WHAT YOU WILL DO: Your copy of the material must match it exactly, except that pictures are dropped.

----------------------------------------

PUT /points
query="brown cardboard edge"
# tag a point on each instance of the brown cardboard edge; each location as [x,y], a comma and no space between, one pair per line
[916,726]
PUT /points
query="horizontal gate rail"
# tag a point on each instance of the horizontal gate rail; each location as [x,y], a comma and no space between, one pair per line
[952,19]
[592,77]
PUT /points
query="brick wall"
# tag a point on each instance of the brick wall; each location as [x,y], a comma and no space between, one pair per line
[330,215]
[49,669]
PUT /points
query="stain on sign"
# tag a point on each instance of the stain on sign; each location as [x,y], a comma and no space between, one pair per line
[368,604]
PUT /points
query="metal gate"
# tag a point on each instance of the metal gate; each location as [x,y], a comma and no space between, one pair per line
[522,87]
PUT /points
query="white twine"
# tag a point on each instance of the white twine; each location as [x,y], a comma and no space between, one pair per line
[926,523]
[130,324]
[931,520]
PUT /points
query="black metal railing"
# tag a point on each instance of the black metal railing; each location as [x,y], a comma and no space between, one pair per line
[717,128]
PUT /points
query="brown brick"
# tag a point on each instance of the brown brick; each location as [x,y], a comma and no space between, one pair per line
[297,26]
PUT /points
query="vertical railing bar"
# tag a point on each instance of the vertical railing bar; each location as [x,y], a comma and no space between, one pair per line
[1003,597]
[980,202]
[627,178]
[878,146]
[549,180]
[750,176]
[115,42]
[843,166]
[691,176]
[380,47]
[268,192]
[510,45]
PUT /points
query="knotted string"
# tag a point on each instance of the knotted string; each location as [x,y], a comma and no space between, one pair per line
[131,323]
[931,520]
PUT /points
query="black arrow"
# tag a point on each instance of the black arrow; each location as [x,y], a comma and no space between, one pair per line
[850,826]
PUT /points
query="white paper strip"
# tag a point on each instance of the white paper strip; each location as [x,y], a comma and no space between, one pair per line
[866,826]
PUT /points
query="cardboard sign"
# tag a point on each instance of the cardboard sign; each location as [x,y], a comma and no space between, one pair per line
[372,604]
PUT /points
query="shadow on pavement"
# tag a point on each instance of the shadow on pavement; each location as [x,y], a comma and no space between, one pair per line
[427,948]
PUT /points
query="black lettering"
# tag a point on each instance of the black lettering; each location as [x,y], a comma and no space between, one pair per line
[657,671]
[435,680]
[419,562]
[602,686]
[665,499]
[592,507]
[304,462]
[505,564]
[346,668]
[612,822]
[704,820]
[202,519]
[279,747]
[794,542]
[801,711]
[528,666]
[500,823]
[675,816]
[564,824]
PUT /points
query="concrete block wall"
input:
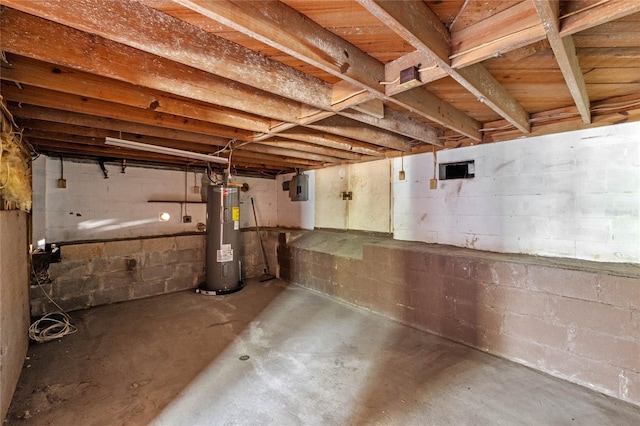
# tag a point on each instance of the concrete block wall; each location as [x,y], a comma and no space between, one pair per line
[573,194]
[575,320]
[99,273]
[93,208]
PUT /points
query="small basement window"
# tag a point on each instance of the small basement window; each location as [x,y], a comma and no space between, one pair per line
[459,170]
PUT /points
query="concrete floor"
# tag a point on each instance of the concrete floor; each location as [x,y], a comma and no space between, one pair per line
[176,360]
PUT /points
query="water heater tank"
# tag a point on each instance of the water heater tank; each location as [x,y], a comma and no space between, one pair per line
[222,262]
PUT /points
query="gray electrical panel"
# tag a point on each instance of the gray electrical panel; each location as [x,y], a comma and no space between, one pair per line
[222,262]
[299,188]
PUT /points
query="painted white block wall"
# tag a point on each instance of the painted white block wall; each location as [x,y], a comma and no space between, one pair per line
[296,214]
[93,208]
[370,206]
[330,209]
[574,194]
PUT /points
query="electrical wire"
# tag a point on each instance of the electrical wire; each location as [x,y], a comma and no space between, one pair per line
[54,325]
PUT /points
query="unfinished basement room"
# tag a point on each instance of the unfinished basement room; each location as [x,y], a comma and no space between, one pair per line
[320,212]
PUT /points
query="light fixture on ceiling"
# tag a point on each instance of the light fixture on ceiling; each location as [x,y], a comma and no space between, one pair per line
[164,150]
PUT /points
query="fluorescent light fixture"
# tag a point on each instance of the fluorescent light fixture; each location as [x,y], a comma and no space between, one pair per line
[164,150]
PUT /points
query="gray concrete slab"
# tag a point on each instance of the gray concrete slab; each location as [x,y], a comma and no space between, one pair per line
[176,360]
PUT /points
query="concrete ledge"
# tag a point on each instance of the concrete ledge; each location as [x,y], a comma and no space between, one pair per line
[575,319]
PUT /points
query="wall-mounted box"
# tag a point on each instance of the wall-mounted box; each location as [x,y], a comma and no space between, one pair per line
[299,188]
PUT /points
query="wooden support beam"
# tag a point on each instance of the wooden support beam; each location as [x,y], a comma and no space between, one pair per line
[405,125]
[331,141]
[51,99]
[63,79]
[22,34]
[308,147]
[406,22]
[281,27]
[195,48]
[597,13]
[565,53]
[507,30]
[344,127]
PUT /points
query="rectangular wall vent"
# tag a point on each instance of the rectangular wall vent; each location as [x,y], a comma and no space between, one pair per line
[458,170]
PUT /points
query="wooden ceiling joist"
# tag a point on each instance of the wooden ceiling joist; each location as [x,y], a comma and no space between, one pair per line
[195,48]
[408,23]
[565,52]
[301,84]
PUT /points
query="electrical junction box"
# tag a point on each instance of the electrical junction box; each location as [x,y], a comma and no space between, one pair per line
[409,74]
[299,188]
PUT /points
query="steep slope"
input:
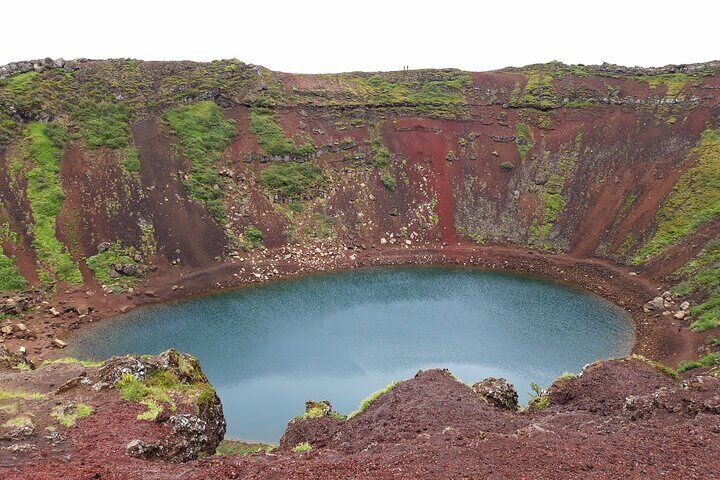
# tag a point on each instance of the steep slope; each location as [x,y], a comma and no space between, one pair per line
[183,167]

----------------------------------------

ANSWER FOR THIS EXERCISE:
PUT /points
query="brown cardboard edge"
# tag a point on each instance of the brown cardboard edge; each location as [x,y], a comma and no space between, one pair per line
[916,726]
PUT /points
query="horizontal gate rail"
# tag a point on each instance of the horizontal gate rail; each location as [x,y], a comma and no space between, one pair per line
[952,19]
[592,77]
PUT /points
query="brick wall"
# tag a point on each instance of the brick wall; each location as [x,y], a comma and no space between, one pair per line
[330,215]
[49,669]
PUT /points
query="stain on sign"
# tag a point on each instance of the stain on sign; each location as [x,y], a comma and no space between, one pair per line
[368,604]
PUT /points
query="metal gate"
# tag a point on each instance of the metal gate; each location as [x,y], a comma and no space between, one pair per line
[522,87]
PUT /points
query="white twine"
# tag a point on each instance of the white twine; each location as [x,y], a comma and no space between, one pair per line
[926,523]
[130,324]
[931,520]
PUT /points
query="black metal railing"
# tag a point on each instance of the black metal railing; each location as [x,y], a comma and no space between, one pair per line
[717,128]
PUT /points
query="brown brick"
# tag a point on each instance of the brown brick; each location as [x,y], a comma and no space between, one pair per line
[297,26]
PUT /points
query="vertical railing bar"
# tag a point on each instance of the vertical railing bar; each location as [x,y], a comma and no space between, one pair per line
[1003,597]
[980,202]
[627,178]
[878,146]
[549,180]
[750,176]
[115,42]
[843,166]
[691,176]
[380,47]
[268,192]
[510,45]
PUT /points
query="knotted string"
# tag a point on each instance of the knotted string; each location as [x,y], a comma and no space between, one pair per line
[131,323]
[931,520]
PUT /points
query="black arrow"
# tag a point on each instance of the black arrow; each location as [x,y], a comma and no space between, one pair per line
[850,826]
PUT /points
query="white paper strip"
# tag a point on each instance of the white paper strip; each location as [x,y], a comma and no space between, one pair per line
[866,826]
PUT /points
query="cardboard sign"
# tag a point on each instance of the cardboard sign; each location as [x,y], a comma and no space between, one pair per line
[372,604]
PUT /points
query="shadow on pavement"
# tag a point on each instance of the shadow on pavement; each location as [x,y], a comma and no space between, one pair per line
[427,948]
PUT /points
query="black lettering"
# tag a point on each instance of the black lettering; each location as [x,y], a comma and no space between, one pair per line
[657,671]
[435,680]
[419,562]
[602,686]
[665,499]
[592,507]
[304,462]
[505,564]
[346,668]
[612,822]
[704,820]
[202,519]
[279,747]
[794,542]
[801,711]
[528,666]
[500,823]
[675,816]
[564,824]
PUT /points
query="concrete block wall"
input:
# tag a point on each instance of the concrete block wall; each location as [x,y], a comma and no space between, one pair per line
[573,194]
[575,320]
[99,273]
[93,208]
PUT /points
query="small basement window"
# tag a point on each instance of the small basement window; each location as [x,y], a comma and no space between, one pair per line
[459,170]
PUT /points
query="concrete floor"
# tag a point on each instance of the concrete floor; each location as [x,y], a comma and no space between, one pair per line
[176,360]
PUT /points
query="water heater tank"
# tag a point on each instance of the water heater tank; each location as [x,y], a comma and no space between, one pair per line
[222,262]
PUT /points
query="gray electrical panel"
# tag a point on each instance of the gray electrical panel; each location as [x,y], a comma and no space between, one pair per line
[222,262]
[299,188]
PUT /points
query="painted white block wall"
# tag a point on each instance of the painted white block wall; each location as [x,y], a comma and no space between, one pair per line
[296,214]
[93,208]
[370,206]
[330,209]
[574,194]
PUT /points
query="electrical wire"
# tag a point on each instance of the electrical wire; each location as [x,y], a comma and no space between, one pair per line
[54,325]
PUT /points
query="unfinished basement room"
# tag a point on each instance of the unfinished basement room; each location as [x,y], a comma and no space between, one pair per line
[320,212]
PUT /points
query="light fixture on ceiling"
# tag a point on each instance of the light fixture on ceiling; each location as [x,y], a comma and no space between, one pair per line
[164,150]
PUT /points
query="fluorescent light fixture"
# tag a point on each instance of the fluorescent light fixture; each location as [x,y], a comma and no space between, one pair per line
[164,150]
PUT /points
query="gray concrete slab"
# tag a point on each instance of the gray concrete slab; each location as [x,y], a comma and no space between, one pair per line
[176,360]
PUT /points
query="concrete ledge"
# tag a point on each instance of the concrete ledge; each location as [x,y], a comma and no space between, one pair per line
[575,319]
PUT /points
query="wall-mounted box"
# tag a point on each instance of the wall-mounted box; each location as [x,y], a comma and no space between, one pair per line
[299,188]
PUT /points
query="wooden support beam"
# tag a point on each instance of the wooden support beam; each location as [x,y], a comma and no space between, one pair per line
[405,125]
[331,141]
[51,99]
[63,79]
[22,34]
[308,147]
[406,22]
[281,27]
[195,48]
[597,13]
[565,53]
[507,30]
[344,127]
PUT /points
query="rectangular wall vent"
# tag a point on each instance of the rectangular wall vent; each location as [x,y], a comma and no space between, one pair per line
[458,170]
PUT /points
query="wooden ceiling joist"
# tag a point on each instance of the wooden ceiling joist; each location as [x,y], a comma and no space between, one pair per line
[195,48]
[408,23]
[565,52]
[301,84]
PUT /points
query="electrical junction box"
# tag a point on each instance of the electrical junction box; each location as [x,y], a comma and no space between, one pair per line
[409,74]
[299,188]
PUT /points
query="steep slope"
input:
# tag a point on each instance of the steep slope; each location as [x,y], a comma and no space between, one pair per line
[183,167]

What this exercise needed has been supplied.